── Text shown
Abducted: How People Come to Believe They Were Kidnapped by Aliens
By Susan A. Clancy, Harvard University Press, 2005

Harvard psychology grad student Susan Clancy got into alien abduction research through the back door. She originally became part of a study that hoped to show that “recovered memories” - previously unrecalled incidents that surface when a subject undergoes hypnosis - were often, if not always, false memories. The study focused on alleged victims of sexual abuse who had no memory of the abuse before therapy allowed them to recover memories. The results of the study were inconclusive, but the public reaction to it was not; abuse victims were outraged that the study assumed that their recovered memories were false and that the researchers had set out to discredit them with a predetermined bias in hand at the outset of the study.
Clancy herself, she claims in Abducted, was traumatized by the study. She found it very painful to listen to the stories of the subjects as they recounted their experiences, so she was relieved when she was given the opportunity to work on another study with the same goal. This study would use a different set of subjects - alleged alien abductees - whose recovered memories are undeniably false. Very few people beyond the alleged abductees themselves believe that the subjects “remember” anything that actually happened; thus the potential for controversy was relatively small. Also, Clancy had no problem listening to the stories of abductees, because she didn’t believe them.
Clancy began the study with a hypothesis. She believed that the subjects had experienced sleep paralysis, a disturbing state between sleeping and waking that makes dream imagery seem very real, and that they were to some extent traumatized by the event. They then sought to explain what had happened, and the media-supported theory of alien abduction seemed to them a likely explanation. Then, in many cases, hypnosis reinforced their beliefs so well that their theoretical explanation for the paralysis incident began to seem like an actual memory. The fact that these people refused to think critically and scientifically allowed them to firmly believe that they had been abducted.
────
Problems and tasks:
A: According to the book review, what condition did Clancy hypothesize the subjects had experienced?
B: Please set down the part of the book review starting with "Clancy herself, she" and going on through "didn’t believe them.", copied word for word.
── Excerpted records
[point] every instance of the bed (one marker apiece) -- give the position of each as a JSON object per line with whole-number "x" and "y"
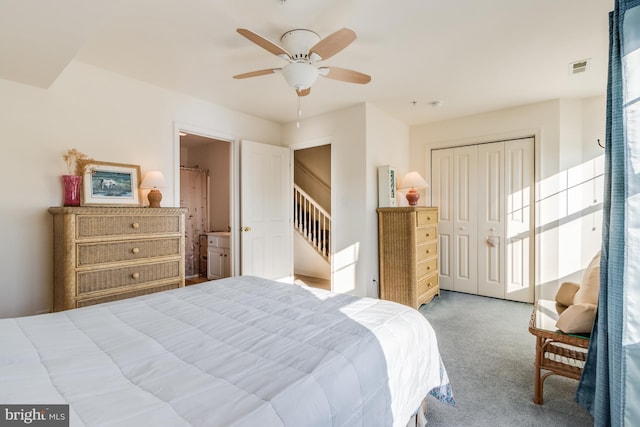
{"x": 233, "y": 352}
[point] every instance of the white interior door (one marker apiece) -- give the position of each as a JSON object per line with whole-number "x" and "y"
{"x": 485, "y": 197}
{"x": 491, "y": 220}
{"x": 519, "y": 220}
{"x": 266, "y": 198}
{"x": 442, "y": 197}
{"x": 465, "y": 235}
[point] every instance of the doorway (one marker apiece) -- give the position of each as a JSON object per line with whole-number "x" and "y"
{"x": 205, "y": 178}
{"x": 312, "y": 215}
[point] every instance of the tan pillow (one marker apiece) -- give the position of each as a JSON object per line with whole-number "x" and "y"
{"x": 566, "y": 292}
{"x": 590, "y": 286}
{"x": 577, "y": 319}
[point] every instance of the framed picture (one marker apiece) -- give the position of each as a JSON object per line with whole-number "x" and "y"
{"x": 111, "y": 184}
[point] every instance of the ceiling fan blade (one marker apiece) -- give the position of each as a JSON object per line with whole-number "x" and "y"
{"x": 256, "y": 73}
{"x": 332, "y": 44}
{"x": 264, "y": 43}
{"x": 345, "y": 75}
{"x": 303, "y": 92}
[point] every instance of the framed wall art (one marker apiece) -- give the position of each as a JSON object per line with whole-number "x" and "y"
{"x": 111, "y": 184}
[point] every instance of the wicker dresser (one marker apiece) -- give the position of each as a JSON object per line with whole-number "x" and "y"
{"x": 408, "y": 254}
{"x": 112, "y": 253}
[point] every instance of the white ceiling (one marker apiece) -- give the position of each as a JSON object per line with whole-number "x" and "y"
{"x": 471, "y": 55}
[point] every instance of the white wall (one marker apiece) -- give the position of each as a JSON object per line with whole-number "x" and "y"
{"x": 568, "y": 168}
{"x": 387, "y": 144}
{"x": 362, "y": 138}
{"x": 110, "y": 118}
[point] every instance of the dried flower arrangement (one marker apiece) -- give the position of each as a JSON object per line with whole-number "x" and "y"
{"x": 76, "y": 161}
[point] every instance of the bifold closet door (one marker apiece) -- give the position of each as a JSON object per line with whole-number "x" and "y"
{"x": 519, "y": 183}
{"x": 485, "y": 197}
{"x": 491, "y": 220}
{"x": 442, "y": 197}
{"x": 454, "y": 192}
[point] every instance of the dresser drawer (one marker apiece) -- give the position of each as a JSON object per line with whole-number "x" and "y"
{"x": 98, "y": 253}
{"x": 426, "y": 218}
{"x": 106, "y": 225}
{"x": 427, "y": 284}
{"x": 124, "y": 295}
{"x": 426, "y": 250}
{"x": 113, "y": 278}
{"x": 427, "y": 267}
{"x": 426, "y": 234}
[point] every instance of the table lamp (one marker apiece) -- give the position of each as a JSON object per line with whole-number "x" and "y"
{"x": 411, "y": 181}
{"x": 153, "y": 180}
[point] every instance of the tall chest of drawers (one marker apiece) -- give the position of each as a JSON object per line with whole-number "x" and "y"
{"x": 408, "y": 254}
{"x": 112, "y": 253}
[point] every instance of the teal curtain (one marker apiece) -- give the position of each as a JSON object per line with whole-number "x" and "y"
{"x": 610, "y": 383}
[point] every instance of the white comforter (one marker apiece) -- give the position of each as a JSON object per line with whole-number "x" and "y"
{"x": 235, "y": 352}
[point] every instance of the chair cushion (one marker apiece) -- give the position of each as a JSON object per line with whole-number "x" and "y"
{"x": 577, "y": 318}
{"x": 566, "y": 293}
{"x": 590, "y": 286}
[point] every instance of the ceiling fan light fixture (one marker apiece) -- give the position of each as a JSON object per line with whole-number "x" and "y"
{"x": 300, "y": 75}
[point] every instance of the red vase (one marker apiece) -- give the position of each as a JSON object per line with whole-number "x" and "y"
{"x": 71, "y": 189}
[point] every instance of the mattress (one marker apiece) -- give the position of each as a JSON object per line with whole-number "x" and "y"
{"x": 241, "y": 351}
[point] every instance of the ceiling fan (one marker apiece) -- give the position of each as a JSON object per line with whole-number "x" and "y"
{"x": 302, "y": 49}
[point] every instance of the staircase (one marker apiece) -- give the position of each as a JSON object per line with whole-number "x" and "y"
{"x": 312, "y": 222}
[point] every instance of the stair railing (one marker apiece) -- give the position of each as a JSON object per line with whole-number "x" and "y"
{"x": 312, "y": 222}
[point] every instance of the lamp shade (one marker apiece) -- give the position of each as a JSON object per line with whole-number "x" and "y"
{"x": 413, "y": 180}
{"x": 300, "y": 75}
{"x": 153, "y": 179}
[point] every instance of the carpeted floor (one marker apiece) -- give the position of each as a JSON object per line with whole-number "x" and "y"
{"x": 489, "y": 353}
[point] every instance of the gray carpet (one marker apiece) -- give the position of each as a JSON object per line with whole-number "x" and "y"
{"x": 489, "y": 353}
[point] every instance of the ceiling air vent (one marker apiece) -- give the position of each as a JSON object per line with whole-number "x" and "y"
{"x": 579, "y": 66}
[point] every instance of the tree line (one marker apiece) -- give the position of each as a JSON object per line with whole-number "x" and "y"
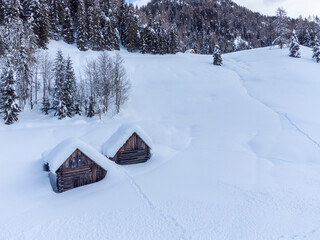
{"x": 160, "y": 27}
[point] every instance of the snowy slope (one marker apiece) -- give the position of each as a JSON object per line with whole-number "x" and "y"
{"x": 235, "y": 155}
────
Responses to the exercise:
A: Sleep paralysis.

B:
Clancy herself, she claims in Abducted, was traumatized by the study. She found it very painful to listen to the stories of the subjects as they recounted their experiences, so she was relieved when she was given the opportunity to work on another study with the same goal. This study would use a different set of subjects - alleged alien abductees - whose recovered memories are undeniably false. Very few people beyond the alleged abductees themselves believe that the subjects “remember” anything that actually happened; thus the potential for controversy was relatively small. Also, Clancy had no problem listening to the stories of abductees, because she didn’t believe them.